##### Text block

OOS 32-5
Complex effects of urban landscapes on wild bee communities

Tuesday, August 11, 2015: 2:50 PM
340, Baltimore Convention Center
Kimberly M. Ballare, Integrative Biology, University of Texas, Austin, TX
Shalene Jha, Integrative Biology, University of Texas at Austin, Austin, TX
Background/Question/Methods

Cities are now home to half of the world’s seven billion people, with the majority of the human population expected to live in cities by 2030. Considering the inevitability of urbanization, it is vital to assess its impacts on native wildlife populations and the important ecosystem services they provide. One critical ecosystem service is pollination, where bees are the primary pollinators of both wild plants and agricultural crops. Although prior work suggests that bee population persistence is primarily driven by availability of nesting sites and floral resources, very little is known about how the size, spatial configuration and availability of these resources impacts bee community composition and persistence, particularly in urban ecosystems.  In this study we conducted a community-level survey of native bees along two gradients of urbanization in Austin and Dallas, TX.   In each city we sampled 20 sites, collectively representing a gradient of land cover from 0 to 98 percent developed land (40 sites total). Bees were collected uniformly across sites using a combination of standardized hand-netting, pan traps and blue vane traps.  Vegetation surveys were also conducted at each site, and the number of inflorescences of all flowering plants was counted. All bee and floral specimens were identified to species level, and land use composition was assessed at the local (250 m) and landscape (2 km) scale.  To quantify the influence of landscape and floral resource availability on bee abundance and diversity, we used linear models to regress bee community composition on local floral resource data and local and landscape land cover data using linear models in R.

##########
##### Recorded information

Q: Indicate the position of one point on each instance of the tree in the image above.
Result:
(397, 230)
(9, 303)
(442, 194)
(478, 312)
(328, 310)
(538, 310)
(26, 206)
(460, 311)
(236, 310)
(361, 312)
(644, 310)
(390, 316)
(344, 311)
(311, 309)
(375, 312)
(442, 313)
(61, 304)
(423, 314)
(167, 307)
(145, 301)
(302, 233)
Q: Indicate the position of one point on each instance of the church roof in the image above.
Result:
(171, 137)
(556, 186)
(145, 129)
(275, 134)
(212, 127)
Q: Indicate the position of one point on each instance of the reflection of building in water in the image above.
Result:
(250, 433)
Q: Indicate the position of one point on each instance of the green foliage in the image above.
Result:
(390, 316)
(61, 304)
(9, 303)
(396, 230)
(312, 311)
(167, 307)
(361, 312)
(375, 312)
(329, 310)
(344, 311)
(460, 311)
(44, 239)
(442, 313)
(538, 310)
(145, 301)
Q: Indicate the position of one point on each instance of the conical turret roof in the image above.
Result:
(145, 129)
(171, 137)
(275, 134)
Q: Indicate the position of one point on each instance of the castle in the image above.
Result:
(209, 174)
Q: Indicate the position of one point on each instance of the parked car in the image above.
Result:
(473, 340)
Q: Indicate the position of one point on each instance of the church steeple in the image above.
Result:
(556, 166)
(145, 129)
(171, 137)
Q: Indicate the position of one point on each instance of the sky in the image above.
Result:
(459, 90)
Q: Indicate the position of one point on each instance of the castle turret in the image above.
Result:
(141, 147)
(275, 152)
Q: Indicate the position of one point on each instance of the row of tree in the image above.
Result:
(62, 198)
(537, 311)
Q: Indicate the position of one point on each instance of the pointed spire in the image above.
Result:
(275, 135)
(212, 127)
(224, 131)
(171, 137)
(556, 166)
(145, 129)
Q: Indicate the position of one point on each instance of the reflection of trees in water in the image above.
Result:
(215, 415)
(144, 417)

##########

*What the task asks*:
According to the abstract on wild bees in urban landscapes, how many sites were sampled in each city?

*Task solution*:
Twenty sites were sampled in each city, for 40 sites in total.